BRIEF 1 - In the gold market commentary, by roughly how much did gold rise the day before?
BRIEF 2 - Repeat the stretch of the gold market commentary from "As the smoke" through "tumultuous times ahead.".
BRIEF 3 - Pick up the gold market commentary after its final sentence and continue it.

DOCUMENT PASSAGE -
-- BEGIN --

Gold’s come off a bit from yesterday’s nearly $20 rise, but that is to be expected.  We mentioned late last week that the upcoming Fed Week might be different from the rest.  Little did we know how different it would be. One would have to reach deep into the memory banks to find a comparison if there is one.

 As the smoke begins to clear from the past week’s events, though, we sense that sentiment in the financial marketplace has been fundamentally altered – a significant and surprising overturning of a way of thinking that has driven markets for a very long time. One hesitates to suggest such a thing because that governing mindset has been with us for a very long time.

Yet it would be hard to deny that something is in the air, as very significant developments have begun to emerge in the political realm as well.  Today’s Chart of the Day featuring gold and volatility speaks to that shift in sentiment. So, as we bring 2018 to a close, the word change superimposes itself over our Christmas message  – change that likely will present challenges and test our skills in the year ahead. We will be called upon, it appears, to adjust and prepare as investors for what could be tumultuous times ahead.

Wishing you and yours the very best for the holidays from all of us at USAGOLD!

-- END --

[Coordinate annotation entries]
-- BEGIN --

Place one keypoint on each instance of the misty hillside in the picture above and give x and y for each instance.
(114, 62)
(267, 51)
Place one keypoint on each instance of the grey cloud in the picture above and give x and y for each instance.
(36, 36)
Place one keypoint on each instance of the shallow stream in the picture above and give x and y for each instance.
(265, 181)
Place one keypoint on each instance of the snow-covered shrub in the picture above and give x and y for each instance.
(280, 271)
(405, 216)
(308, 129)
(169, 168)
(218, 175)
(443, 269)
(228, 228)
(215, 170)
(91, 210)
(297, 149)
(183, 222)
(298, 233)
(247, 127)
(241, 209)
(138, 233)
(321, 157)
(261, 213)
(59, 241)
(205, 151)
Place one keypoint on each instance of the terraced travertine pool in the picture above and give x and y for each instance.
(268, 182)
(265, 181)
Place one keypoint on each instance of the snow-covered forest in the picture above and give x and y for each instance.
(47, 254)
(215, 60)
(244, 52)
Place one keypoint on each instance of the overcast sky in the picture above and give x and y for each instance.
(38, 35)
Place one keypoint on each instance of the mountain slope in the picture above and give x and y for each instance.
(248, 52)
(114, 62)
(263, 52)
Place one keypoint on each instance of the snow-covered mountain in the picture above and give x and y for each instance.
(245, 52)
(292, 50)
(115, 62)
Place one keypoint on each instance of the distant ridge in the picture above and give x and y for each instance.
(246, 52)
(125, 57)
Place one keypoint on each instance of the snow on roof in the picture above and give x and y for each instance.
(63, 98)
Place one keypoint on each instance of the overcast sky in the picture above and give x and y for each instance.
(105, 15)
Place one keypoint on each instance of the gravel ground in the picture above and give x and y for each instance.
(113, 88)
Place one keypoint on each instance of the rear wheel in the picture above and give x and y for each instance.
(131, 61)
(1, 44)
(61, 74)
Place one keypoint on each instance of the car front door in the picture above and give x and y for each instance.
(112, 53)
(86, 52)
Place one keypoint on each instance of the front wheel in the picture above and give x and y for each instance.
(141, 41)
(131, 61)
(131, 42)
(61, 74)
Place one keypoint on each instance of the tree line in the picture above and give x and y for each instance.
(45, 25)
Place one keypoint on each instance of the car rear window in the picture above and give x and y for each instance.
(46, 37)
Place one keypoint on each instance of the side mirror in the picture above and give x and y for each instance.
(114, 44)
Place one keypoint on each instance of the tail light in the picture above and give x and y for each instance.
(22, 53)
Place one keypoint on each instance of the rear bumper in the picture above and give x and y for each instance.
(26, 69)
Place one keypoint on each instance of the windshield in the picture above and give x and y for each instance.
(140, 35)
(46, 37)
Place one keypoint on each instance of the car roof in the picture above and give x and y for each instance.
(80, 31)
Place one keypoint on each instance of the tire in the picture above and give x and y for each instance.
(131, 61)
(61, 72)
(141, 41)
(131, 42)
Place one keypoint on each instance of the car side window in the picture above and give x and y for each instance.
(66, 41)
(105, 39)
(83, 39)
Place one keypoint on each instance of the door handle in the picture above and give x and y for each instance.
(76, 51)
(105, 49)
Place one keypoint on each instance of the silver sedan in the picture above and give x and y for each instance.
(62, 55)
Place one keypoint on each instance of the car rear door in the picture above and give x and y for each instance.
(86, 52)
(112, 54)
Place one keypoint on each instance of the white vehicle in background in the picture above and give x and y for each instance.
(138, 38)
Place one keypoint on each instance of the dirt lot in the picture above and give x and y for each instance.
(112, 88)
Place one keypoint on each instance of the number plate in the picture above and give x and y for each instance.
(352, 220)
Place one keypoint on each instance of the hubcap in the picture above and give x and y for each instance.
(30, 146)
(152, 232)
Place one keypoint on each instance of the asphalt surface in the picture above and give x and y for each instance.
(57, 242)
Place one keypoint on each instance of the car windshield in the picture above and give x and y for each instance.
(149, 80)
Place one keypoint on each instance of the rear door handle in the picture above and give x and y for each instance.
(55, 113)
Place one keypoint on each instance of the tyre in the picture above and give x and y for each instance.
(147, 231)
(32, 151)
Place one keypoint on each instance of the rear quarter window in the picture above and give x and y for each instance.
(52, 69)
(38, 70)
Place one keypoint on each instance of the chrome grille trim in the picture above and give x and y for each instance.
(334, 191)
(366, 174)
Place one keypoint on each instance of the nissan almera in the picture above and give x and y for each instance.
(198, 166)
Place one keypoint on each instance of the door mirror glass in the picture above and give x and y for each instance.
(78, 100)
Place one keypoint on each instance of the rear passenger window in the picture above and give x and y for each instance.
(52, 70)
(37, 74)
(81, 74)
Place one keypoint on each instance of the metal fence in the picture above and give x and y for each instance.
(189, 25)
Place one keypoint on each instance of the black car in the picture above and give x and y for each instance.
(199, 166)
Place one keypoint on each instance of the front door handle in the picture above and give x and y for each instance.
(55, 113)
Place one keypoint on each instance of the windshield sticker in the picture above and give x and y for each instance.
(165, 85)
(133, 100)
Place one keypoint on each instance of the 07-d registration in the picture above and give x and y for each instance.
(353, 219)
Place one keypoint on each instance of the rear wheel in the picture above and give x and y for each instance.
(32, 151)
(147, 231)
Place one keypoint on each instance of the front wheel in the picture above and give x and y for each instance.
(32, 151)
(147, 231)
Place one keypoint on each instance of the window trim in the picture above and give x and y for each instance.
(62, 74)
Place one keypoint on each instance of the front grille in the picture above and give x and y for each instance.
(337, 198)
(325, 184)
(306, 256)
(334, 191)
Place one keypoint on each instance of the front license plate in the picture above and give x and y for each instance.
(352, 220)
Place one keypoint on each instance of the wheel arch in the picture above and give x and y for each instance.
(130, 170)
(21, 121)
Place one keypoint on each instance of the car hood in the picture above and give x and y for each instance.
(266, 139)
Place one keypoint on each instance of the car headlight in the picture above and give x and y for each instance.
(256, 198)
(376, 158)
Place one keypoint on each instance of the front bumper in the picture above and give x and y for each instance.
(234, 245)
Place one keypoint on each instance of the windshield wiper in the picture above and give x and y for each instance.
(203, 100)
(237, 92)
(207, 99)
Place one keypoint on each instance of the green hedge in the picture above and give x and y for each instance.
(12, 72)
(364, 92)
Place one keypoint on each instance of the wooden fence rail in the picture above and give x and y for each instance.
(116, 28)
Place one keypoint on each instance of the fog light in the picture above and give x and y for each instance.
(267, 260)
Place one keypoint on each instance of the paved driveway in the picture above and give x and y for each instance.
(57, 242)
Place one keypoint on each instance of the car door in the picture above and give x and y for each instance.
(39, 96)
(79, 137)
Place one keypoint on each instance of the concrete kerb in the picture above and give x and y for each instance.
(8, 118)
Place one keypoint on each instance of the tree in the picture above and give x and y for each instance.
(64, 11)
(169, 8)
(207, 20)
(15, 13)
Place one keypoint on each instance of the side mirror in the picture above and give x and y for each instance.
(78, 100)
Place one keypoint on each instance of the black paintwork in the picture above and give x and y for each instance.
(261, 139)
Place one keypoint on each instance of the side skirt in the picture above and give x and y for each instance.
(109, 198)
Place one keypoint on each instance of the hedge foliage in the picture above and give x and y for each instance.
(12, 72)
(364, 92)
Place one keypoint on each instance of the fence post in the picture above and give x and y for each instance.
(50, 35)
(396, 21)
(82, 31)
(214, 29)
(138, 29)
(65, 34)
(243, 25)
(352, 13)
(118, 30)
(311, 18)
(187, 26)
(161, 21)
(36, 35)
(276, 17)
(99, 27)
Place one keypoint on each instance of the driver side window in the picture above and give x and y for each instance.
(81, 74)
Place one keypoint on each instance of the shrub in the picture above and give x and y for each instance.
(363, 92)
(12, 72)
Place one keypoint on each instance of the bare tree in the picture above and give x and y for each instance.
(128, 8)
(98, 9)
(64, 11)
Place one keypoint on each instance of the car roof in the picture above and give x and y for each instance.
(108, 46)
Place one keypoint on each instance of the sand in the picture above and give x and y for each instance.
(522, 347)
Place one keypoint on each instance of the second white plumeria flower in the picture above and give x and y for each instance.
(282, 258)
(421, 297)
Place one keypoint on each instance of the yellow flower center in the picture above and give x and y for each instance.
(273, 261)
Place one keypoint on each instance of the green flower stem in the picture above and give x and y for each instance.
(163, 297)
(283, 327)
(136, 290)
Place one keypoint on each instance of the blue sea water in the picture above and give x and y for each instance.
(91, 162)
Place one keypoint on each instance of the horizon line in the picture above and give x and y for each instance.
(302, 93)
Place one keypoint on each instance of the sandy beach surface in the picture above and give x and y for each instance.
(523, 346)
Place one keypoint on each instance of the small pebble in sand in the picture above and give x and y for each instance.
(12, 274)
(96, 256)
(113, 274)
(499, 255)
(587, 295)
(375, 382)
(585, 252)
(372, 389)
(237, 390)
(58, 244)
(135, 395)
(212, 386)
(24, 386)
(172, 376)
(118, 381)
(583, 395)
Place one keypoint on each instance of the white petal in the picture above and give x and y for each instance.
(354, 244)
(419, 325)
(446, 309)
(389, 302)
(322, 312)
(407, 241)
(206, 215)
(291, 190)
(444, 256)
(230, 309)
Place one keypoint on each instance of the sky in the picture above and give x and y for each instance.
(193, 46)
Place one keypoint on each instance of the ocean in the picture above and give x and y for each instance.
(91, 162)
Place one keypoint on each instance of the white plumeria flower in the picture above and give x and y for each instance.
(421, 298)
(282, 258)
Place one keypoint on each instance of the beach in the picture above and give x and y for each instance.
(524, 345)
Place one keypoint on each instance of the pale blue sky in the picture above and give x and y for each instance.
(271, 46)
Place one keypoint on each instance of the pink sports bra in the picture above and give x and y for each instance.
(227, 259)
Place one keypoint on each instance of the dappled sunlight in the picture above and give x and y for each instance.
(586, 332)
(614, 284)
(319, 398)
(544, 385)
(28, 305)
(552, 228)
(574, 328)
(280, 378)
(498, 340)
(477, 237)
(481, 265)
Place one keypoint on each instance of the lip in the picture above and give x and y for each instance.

-- END --

TASK OUTPUT 1 - Nearly $20.

TASK OUTPUT 2 -
As the smoke begins to clear from the past week’s events, though, we sense that sentiment in the financial marketplace has been fundamentally altered – a significant and surprising overturning of a way of thinking that has driven markets for a very long time. One hesitates to suggest such a thing because that governing mindset has been with us for a very long time.

Yet it would be hard to deny that something is in the air, as very significant developments have begun to emerge in the political realm as well.  Today’s Chart of the Day featuring gold and volatility speaks to that shift in sentiment. So, as we bring 2018 to a close, the word change superimposes itself over our Christmas message  – change that likely will present challenges and test our skills in the year ahead. We will be called upon, it appears, to adjust and prepare as investors for what could be tumultuous times ahead.

TASK OUTPUT 3 -
Quote of the Day
“A democracy cannot exist as a permanent form of government. It can only exist until the voters discover that they can vote themselves money from the public treasury. From that moment on the majority always votes for the candidates promising the most money from the public treasury, with the result that a democracy always collapses over loose fiscal policy followed by a dictatorship. The average age of the world’s great civilizations has been two hundred years. These nations have progressed through the following sequence: from bondage to spiritual faith, from spiritual faith to great courage, from courage to liberty, from liberty to abundance, from abundance to selfishness, from selfishness to complacency from complacency to apathy, from apathy to dependency, from dependency back to bondage.” – Alexander Tyler, 18th-century historian and jurist

Chart of the Day

Chart note: High volatility in the past has preceded upward movement in the gold price. In an article this morning under the headline “Wild days return to stock market as VIX surges like never before,” Bloomberg points out that volatility now is running at levels not seen since the 2007-2008 breakdown and, in fact, “the biggest annual surge on record.” In yesterday’s Chart of the Day, we featured the lag in gold’s response to the early phases of the 2007-2008 financial crisis. The move upward came later after investors came to realize the full extent of the crisis and it culminated at all-time highs.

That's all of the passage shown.